June 18, 2018

U.S. Wind Energy Outlook – Project Finance, M&A and Capital Markets

By Denis Roginskiy, Vice President, CohnReznick Capital & Pat V. Sonti, Senior Consultant, Nexant Inc.

Introduction

The U.S. wind energy industry is poised for an aggressive upward trajectory over the next 5-10 years, driven by ambitious announcements in offshore wind and buoyed by sustained interest in onshore developments.  Major capital investment will be targeting U.S. wind assets and projects in the very near future.

The first half of 2018 has shown a robust and dynamic wind market.  Past incentives have expired, pushing a dynamic transition of energy markets to new auction mechanisms.  Forecasts estimate as much as a 30% increase in capacity between 2017 and 2020 [1] considering these developments.

Many major energy players have stayed the course of investing in onshore wind, reflecting strong demand and lessening levelized costs (anticipated to be reduced by up to 47% by 2040). Most recently, MidAmerican announced that it will invest $922M in building a 591MW wind farm in the state of Iowa with commissioning due in late 2020.

Key stakeholders are also racing to build an initial tranche of offshore wind (OSW) projects on the East Coast.  Several states in the northeast and mid-Atlantic, from Massachusetts to North Carolina, have announced major policies encouraging OSW development. Recent improvements in OSW technologies, economics of scale, and the viability of energy storage are making these investments more attractive. For example, Avangrid and COP recently announced that their 800 MW Vineyard Wind project was selected by the Massachusetts Electric Distribution Companies with the project due to be completed by 2021.

With price tags in the range of hundreds of millions of dollars, well-informed investment decisions will be crucial to success in the wind energy sector on both the development side and the investment side.

[1] MAKE Q1 2018 Global Wind Power Market Outlook, March 23, 2018

Market Outlook

Investor interest in renewable energy continues to be strong. New participants, including previously untapped pockets of private equity and family office investors, regularly enter the market with attractively priced capital. This trend provides much needed development funding to fuel wind market growth. New investments in U.S. wind surpassed $19.2Bn in 2017, accounting for 19% year-over-year growth and the second highest annual figure to date [1]

U.S. wind capacity is expected grow by 40.5 GW over the next 5 years [2]. This represents about 9 percent of current consumption in the U.S.  An estimated 5-8 GW of OSW capacity (slated to be installed by 2025) will contribute to this capacity increase. Greater than 10 GW of OSW will be installed by 2030.  This growth will be driven by falling turbine prices as well as improved efficiency (i.e., lower ownership costs) and strong corporate demand.

Stored rows:
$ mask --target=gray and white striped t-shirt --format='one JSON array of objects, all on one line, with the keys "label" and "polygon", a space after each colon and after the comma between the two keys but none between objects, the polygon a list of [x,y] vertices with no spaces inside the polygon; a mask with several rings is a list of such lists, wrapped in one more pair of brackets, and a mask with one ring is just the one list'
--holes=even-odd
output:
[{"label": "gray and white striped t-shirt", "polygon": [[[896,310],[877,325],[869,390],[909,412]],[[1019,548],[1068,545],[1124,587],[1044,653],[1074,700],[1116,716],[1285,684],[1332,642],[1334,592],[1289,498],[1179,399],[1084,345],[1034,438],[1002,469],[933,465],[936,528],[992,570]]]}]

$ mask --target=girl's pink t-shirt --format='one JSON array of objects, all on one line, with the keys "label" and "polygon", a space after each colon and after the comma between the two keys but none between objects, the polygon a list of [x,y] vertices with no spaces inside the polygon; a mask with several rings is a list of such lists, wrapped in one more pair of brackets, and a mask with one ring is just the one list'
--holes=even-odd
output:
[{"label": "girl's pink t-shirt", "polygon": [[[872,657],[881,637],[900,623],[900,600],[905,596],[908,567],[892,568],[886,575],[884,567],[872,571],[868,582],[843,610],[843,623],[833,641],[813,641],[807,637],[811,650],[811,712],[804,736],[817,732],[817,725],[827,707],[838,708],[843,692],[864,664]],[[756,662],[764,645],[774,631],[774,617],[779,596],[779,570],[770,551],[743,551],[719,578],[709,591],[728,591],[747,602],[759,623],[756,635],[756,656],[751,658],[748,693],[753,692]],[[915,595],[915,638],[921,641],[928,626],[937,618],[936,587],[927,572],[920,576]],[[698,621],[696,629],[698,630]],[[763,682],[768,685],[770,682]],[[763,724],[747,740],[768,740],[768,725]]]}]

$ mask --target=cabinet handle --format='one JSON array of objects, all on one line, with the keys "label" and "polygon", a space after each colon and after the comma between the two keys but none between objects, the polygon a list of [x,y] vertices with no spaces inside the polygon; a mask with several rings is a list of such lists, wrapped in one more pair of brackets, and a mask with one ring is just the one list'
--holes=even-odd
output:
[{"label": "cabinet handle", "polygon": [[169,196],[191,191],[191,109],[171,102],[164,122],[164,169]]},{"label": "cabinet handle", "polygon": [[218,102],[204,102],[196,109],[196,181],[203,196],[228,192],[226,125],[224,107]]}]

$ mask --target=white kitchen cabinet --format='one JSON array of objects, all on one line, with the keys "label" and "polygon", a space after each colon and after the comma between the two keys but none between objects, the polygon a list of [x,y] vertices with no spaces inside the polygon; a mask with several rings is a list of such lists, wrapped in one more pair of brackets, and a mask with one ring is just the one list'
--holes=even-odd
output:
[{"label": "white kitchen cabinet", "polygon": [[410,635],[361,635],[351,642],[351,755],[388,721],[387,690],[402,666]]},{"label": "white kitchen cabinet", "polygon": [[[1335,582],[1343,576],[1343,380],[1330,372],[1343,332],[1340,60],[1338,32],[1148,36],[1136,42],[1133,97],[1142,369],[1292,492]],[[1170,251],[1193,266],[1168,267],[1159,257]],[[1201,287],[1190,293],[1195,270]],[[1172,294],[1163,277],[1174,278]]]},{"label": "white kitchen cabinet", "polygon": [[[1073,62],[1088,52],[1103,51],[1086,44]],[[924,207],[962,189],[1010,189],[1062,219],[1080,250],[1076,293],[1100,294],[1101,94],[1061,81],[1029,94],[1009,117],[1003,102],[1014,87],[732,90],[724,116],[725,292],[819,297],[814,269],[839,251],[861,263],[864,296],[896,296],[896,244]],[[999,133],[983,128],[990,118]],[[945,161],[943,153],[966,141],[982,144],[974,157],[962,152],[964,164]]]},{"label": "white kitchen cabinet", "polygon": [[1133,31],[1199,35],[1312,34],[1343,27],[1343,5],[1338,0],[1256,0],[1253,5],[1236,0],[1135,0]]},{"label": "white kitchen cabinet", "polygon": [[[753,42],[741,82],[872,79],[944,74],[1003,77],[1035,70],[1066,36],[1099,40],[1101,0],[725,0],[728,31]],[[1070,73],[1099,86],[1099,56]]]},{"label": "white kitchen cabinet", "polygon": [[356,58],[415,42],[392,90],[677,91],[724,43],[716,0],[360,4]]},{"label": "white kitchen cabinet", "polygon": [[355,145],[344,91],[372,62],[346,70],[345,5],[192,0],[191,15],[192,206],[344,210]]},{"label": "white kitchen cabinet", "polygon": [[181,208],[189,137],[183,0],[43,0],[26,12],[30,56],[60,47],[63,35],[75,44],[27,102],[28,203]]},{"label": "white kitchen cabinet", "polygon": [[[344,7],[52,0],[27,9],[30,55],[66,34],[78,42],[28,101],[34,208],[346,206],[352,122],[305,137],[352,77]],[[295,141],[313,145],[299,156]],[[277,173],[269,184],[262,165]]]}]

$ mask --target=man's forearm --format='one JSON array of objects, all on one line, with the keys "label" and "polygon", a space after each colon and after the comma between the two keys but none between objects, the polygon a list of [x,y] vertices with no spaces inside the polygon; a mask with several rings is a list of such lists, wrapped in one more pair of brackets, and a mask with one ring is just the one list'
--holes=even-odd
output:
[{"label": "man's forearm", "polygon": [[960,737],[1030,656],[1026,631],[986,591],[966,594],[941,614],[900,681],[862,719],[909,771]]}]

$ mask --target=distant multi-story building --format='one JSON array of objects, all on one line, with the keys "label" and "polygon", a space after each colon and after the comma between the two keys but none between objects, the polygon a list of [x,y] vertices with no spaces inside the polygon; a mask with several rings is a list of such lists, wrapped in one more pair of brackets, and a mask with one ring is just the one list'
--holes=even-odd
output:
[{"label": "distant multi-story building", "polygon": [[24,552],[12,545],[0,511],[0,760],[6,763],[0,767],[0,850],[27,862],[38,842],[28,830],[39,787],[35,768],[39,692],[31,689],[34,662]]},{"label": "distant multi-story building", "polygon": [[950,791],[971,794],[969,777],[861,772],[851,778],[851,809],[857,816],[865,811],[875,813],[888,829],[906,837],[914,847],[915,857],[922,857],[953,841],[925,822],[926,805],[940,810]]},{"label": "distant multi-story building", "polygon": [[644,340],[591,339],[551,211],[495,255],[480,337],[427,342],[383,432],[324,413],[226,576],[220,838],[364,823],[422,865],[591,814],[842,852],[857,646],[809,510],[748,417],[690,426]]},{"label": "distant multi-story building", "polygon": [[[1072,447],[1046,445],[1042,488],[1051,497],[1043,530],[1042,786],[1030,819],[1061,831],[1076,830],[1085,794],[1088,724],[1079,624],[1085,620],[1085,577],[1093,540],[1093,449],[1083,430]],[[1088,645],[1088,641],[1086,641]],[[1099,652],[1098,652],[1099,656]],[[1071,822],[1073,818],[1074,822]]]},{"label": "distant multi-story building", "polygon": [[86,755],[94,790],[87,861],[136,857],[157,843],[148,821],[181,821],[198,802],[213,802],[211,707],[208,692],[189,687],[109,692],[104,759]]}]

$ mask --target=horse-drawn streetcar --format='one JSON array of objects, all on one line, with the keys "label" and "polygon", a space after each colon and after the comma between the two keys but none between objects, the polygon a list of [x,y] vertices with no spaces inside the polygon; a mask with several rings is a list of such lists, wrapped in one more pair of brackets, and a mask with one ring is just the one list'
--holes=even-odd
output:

Set problem A:
According to the wind energy outlook, what is making offshore wind investments more attractive?
Set problem B:
In the wind energy outlook, rewrite the paragraph beginning "Investor interest in renewable energy continues to be strong" as a bulleted list that keeps its main facts.
Set problem C:
List every power capacity figure in megawatts or gigawatts that the wind energy outlook gives, with what each refers to.

Response A:
The outlook credits recent improvements in offshore wind technologies, economics of scale, and the viability of energy storage.

Response B:
- Investor interest in renewable energy remains strong.
- New participants regularly enter the market with attractively priced capital, including previously untapped private equity and family office investors.
- This trend supplies much-needed development funding for wind market growth.
- New U.S. wind investment topped $19.2Bn in 2017. That was 19% year-over-year growth and the second-highest annual figure to date.

Response C:
- 591MW: MidAmerican's planned wind farm in Iowa
- 800 MW: the Vineyard Wind project of Avangrid and COP
- 40.5 GW: expected growth in U.S. wind capacity over the next 5 years
- 5-8 GW: offshore wind capacity slated to be installed by 2025
- Greater than 10 GW: offshore wind to be installed by 2030